I want to share my eating journey for 2020, but first I need to go back. You should know by know that I first started paleo in January of 2010. In the past 10 years, I have periodically gone back to strict paleo. It works really well for my body, and tastes so good. I’ve been diagnosed with several autoimmune issues in the last 5 years. I am constantly changing my eating, to try alleviate some of my symptoms. I have journaled some of my journey with Autoimmune Protocol Diet and Whole 30. They are both elimination diets, that will help you to discover what foods negatively affect your health, energy, and autoimmune symptoms. In 2019, I have started to use low FODMAP as a guide for foods, when I’m in a bad flare. Low FODMAP foods are foods low in short chain carbohydrates and sugar alcohols, these foods are generally poorly absorbed by the body and can cause abdominal pain and bloating in patients with irritable bowel syndromes.
As much as I love Whole30 and paleo, I got on the train before they became popular. I saw how some of their core beliefs were distorted when they became mainstream ways of eating. I went through a period where I was even hesitant to encourage others to join me in following a paleo way of eating, the recipes readily available did not seem to fit what I had originally read about paleo. Lately, the same thing has happened to the ketogenic way of eating. Keto first gained popularity in the anti-aging community. I have seen people use keto like the old Atkins diet of the 90s. Atkins let you have all the fat you wanted, even unhealthy fats. It also didn’t encourage enough fiber in the diet, which can be detrimental to your health.

RECORD SET:

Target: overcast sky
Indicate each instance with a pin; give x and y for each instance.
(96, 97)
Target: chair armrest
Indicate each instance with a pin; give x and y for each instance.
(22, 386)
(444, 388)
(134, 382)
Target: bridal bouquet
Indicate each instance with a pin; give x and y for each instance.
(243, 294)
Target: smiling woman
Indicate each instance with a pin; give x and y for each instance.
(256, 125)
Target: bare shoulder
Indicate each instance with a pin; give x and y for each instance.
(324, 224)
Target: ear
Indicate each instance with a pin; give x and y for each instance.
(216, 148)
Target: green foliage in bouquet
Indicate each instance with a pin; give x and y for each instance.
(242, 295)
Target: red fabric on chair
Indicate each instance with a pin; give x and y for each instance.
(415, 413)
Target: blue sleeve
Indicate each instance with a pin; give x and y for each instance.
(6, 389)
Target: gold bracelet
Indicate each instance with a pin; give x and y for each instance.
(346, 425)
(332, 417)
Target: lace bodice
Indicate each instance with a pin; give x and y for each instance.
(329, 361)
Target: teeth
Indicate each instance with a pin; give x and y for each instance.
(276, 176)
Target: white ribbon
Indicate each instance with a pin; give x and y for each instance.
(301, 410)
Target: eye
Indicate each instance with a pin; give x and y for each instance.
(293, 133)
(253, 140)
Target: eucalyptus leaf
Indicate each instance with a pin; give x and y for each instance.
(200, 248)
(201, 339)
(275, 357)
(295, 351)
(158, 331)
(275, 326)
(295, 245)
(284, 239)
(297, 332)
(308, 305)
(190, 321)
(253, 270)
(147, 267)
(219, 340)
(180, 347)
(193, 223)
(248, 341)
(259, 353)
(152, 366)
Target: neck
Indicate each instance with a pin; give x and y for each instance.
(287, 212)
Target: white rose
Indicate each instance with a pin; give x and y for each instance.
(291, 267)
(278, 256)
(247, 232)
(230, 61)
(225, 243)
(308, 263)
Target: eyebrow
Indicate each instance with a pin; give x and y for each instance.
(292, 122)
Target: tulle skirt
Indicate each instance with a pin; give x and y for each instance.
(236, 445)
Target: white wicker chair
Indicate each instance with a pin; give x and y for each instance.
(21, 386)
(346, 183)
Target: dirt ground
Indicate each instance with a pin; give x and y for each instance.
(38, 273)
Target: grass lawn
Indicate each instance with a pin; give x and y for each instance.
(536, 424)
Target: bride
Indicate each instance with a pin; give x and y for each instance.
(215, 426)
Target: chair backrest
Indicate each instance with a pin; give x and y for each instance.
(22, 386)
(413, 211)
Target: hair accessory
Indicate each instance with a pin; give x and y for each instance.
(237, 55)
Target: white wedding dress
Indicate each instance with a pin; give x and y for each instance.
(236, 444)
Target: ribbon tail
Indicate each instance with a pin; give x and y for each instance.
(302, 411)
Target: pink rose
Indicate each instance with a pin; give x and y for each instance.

EXERCISE BRIEF:
Copy word for word the part of the eating-journey post starting at "As much as I" and ending at "to your health.".

EXPECTED OUTPUT:
As much as I love Whole30 and paleo, I got on the train before they became popular. I saw how some of their core beliefs were distorted when they became mainstream ways of eating. I went through a period where I was even hesitant to encourage others to join me in following a paleo way of eating, the recipes readily available did not seem to fit what I had originally read about paleo. Lately, the same thing has happened to the ketogenic way of eating. Keto first gained popularity in the anti-aging community. I have seen people use keto like the old Atkins diet of the 90s. Atkins let you have all the fat you wanted, even unhealthy fats. It also didn’t encourage enough fiber in the diet, which can be detrimental to your health.